• _PROBLEM DESCRIPTION_: The line containing "of the overcast" marks the start; please restate exactly that line and only the lines following it through the end of the material below.

• _EXERCISE MATERIALS_:

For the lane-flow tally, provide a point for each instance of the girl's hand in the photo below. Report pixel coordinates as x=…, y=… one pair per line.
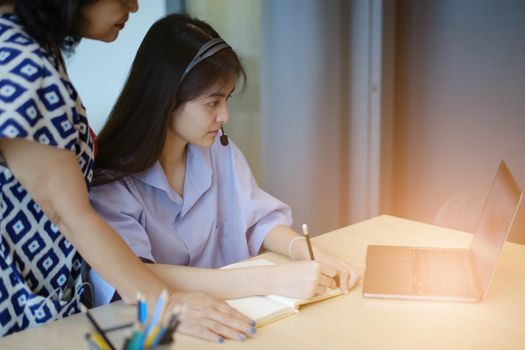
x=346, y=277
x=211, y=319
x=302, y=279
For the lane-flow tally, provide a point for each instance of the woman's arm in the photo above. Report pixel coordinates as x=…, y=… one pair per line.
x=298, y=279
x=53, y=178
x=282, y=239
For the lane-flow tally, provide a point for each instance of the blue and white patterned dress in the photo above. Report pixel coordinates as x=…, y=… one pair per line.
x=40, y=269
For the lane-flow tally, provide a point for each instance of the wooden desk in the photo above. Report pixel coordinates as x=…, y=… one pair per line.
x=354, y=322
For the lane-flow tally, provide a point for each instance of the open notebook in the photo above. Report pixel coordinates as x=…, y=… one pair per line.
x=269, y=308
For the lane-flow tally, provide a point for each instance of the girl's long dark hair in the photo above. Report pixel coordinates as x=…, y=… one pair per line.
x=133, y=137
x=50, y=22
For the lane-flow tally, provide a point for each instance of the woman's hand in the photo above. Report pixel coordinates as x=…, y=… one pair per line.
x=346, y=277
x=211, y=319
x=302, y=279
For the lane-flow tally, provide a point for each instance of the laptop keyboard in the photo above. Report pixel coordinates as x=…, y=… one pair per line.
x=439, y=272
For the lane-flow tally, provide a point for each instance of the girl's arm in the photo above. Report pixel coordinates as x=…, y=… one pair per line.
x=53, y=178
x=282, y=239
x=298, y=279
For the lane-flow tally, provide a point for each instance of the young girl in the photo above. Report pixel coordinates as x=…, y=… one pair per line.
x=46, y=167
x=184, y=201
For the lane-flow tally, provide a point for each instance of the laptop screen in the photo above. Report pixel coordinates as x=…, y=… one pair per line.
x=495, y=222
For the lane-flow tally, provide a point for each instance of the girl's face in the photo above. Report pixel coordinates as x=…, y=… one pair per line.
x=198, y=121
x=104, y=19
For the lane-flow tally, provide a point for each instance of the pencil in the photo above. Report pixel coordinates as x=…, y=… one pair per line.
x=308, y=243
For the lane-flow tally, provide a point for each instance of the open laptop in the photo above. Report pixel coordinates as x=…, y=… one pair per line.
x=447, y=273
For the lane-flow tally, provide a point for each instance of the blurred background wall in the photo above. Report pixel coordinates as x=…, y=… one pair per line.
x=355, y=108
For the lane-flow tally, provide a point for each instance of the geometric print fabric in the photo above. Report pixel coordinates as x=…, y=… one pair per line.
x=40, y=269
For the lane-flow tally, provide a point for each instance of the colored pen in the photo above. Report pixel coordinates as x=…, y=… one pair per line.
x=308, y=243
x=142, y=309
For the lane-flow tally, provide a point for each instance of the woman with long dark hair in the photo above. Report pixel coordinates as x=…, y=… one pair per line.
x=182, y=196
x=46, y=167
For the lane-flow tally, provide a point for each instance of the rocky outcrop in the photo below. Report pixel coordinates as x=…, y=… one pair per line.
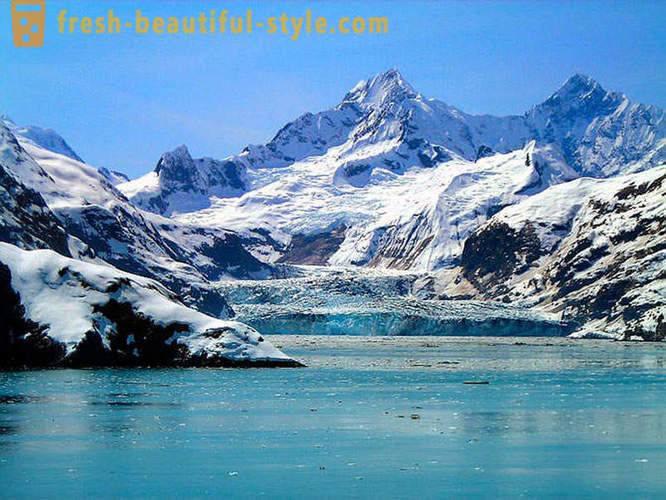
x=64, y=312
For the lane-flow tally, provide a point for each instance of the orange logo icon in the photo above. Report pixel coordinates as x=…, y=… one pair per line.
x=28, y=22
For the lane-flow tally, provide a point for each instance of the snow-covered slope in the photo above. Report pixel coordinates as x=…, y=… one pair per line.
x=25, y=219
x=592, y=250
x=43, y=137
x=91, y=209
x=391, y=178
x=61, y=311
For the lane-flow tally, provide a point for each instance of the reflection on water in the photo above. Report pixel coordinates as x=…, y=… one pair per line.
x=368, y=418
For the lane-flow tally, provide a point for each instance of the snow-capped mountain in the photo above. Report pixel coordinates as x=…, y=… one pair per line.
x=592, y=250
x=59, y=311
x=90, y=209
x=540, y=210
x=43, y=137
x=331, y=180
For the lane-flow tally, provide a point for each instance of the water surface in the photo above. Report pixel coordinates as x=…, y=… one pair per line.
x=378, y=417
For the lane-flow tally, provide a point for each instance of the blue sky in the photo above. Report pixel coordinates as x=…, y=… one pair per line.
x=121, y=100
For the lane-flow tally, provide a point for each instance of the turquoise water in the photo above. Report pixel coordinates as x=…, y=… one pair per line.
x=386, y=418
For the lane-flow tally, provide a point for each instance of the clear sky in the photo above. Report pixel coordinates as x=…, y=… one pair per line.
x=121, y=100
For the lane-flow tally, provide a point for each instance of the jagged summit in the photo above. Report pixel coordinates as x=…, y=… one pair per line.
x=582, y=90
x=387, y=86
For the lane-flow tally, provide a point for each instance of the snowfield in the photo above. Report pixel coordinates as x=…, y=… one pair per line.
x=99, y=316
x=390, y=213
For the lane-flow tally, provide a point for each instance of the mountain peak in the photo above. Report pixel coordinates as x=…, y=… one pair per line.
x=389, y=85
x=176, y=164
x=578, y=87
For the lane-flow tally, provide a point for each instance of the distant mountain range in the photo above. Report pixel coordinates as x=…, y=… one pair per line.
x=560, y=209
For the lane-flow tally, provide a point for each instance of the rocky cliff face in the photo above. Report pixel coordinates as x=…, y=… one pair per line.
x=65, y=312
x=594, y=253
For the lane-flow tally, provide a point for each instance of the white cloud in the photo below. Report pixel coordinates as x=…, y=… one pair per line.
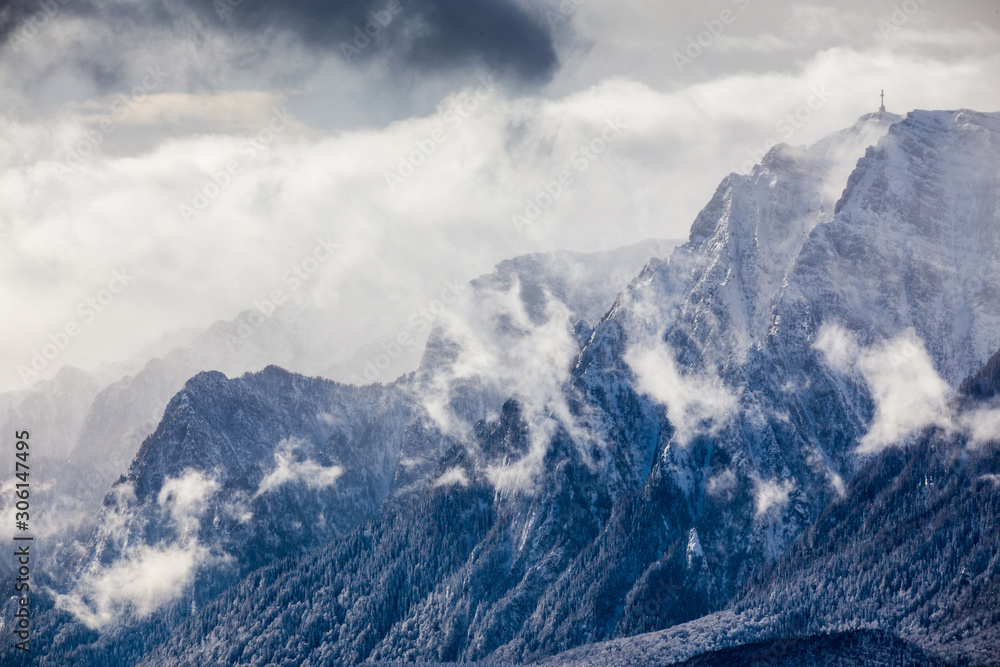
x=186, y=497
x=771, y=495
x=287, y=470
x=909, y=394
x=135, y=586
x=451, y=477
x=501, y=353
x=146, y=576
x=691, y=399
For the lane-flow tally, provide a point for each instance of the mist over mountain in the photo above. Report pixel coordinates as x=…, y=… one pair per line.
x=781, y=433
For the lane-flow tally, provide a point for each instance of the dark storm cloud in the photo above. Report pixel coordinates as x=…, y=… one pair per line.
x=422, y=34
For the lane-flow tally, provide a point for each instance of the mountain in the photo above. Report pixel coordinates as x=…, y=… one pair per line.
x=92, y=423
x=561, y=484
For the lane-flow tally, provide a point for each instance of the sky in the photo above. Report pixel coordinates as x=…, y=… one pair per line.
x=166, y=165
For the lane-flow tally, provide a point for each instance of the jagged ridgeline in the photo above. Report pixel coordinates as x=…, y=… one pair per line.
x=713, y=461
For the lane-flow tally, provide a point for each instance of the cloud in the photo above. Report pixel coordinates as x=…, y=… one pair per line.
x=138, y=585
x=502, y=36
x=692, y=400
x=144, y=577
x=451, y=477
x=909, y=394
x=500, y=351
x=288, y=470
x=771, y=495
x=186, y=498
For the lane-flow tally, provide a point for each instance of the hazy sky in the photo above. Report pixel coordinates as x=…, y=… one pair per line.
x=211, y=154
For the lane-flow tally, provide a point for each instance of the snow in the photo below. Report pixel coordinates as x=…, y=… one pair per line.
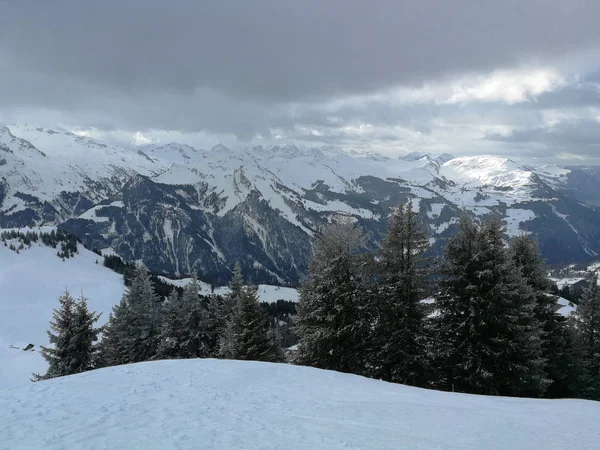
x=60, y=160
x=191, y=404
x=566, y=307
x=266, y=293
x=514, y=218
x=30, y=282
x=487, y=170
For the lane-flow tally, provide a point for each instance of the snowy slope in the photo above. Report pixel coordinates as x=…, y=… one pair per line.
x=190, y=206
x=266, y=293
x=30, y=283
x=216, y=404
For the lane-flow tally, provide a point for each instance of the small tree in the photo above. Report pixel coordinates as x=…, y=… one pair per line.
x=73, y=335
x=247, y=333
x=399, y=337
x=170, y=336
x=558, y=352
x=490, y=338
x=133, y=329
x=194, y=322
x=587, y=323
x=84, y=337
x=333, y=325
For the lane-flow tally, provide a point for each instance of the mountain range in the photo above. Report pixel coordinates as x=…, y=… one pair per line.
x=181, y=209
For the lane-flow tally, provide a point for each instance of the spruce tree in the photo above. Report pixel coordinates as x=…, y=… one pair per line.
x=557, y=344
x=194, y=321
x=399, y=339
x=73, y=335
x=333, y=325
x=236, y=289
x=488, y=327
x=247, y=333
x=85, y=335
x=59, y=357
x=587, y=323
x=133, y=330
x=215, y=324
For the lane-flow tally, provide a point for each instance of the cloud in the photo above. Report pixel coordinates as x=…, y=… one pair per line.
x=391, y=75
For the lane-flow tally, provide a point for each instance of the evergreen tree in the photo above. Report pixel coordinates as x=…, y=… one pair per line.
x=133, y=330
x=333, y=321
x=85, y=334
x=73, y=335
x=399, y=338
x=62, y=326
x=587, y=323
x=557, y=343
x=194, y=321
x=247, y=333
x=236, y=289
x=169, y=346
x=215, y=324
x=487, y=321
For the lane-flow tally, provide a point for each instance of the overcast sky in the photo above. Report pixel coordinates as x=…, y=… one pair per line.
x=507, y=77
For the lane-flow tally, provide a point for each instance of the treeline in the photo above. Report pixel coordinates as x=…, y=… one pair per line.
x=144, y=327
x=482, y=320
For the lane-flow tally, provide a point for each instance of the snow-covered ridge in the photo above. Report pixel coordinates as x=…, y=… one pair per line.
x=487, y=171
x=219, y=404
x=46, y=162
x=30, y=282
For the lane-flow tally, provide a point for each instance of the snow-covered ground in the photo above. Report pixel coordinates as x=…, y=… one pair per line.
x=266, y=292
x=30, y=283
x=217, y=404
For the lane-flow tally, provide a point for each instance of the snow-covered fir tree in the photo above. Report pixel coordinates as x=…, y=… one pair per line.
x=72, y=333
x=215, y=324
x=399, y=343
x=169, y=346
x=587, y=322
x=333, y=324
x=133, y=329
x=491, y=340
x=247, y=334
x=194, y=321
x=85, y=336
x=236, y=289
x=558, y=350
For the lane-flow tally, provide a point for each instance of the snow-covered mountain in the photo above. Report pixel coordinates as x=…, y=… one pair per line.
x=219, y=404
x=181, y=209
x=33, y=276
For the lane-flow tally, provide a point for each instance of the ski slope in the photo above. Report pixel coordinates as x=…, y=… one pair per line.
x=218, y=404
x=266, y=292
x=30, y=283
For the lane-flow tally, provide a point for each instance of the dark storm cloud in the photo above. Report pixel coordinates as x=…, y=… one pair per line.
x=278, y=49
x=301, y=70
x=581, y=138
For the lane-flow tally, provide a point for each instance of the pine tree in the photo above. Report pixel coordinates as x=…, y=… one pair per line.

• _EXERCISE RESPONSE_:
For the lane-flow tally, provide a point for each instance of the overcast sky in the photo above. Report pixel coordinates as x=…, y=… one pair per line.
x=507, y=77
For the lane-flow tally, provide a point for each instance of the treeline in the photo above. Report pixel coordinates as x=…, y=… one pair per line.
x=144, y=327
x=482, y=320
For the lane-flow tally, provide a point for each instance of the snow-covered ridge in the photo above. Report pixel coordinates as x=…, y=… one pair per line.
x=487, y=171
x=219, y=404
x=46, y=162
x=30, y=282
For the lane-flow tally, provide a point for each instance of the snow-covered ground in the photo above. Report pixel coordinates as x=…, y=… one pair per line.
x=266, y=292
x=30, y=283
x=217, y=404
For the lane-flow tally, provide a point for each instance of the snow-covered fir tree in the photo above. Report pixel coordinates as x=…, y=… one pair per line.
x=72, y=333
x=215, y=324
x=399, y=343
x=169, y=346
x=587, y=322
x=333, y=324
x=133, y=329
x=491, y=340
x=247, y=334
x=194, y=321
x=85, y=336
x=236, y=289
x=558, y=350
For the lane-flow tally, provide a point for each instance of the snow-covered mountain in the photo above. Report pixel coordinates as x=…, y=… one pair per line.
x=219, y=404
x=181, y=209
x=33, y=276
For the lane-flow tally, provide a point for each instance of the ski slope in the photo above. Report pixel coordinates as x=…, y=… one pair per line.
x=218, y=404
x=266, y=292
x=30, y=283
For the lane-flow tally, provide a point for each instance of the dark storm cloud in the photo above. Report pixel coordinates as x=…, y=… one pair per line.
x=278, y=49
x=301, y=70
x=581, y=138
For the lane-flow tally, provide a point for each instance of the pine tree in the photo above. Report pixel coordinates as x=…, y=… one pair per line.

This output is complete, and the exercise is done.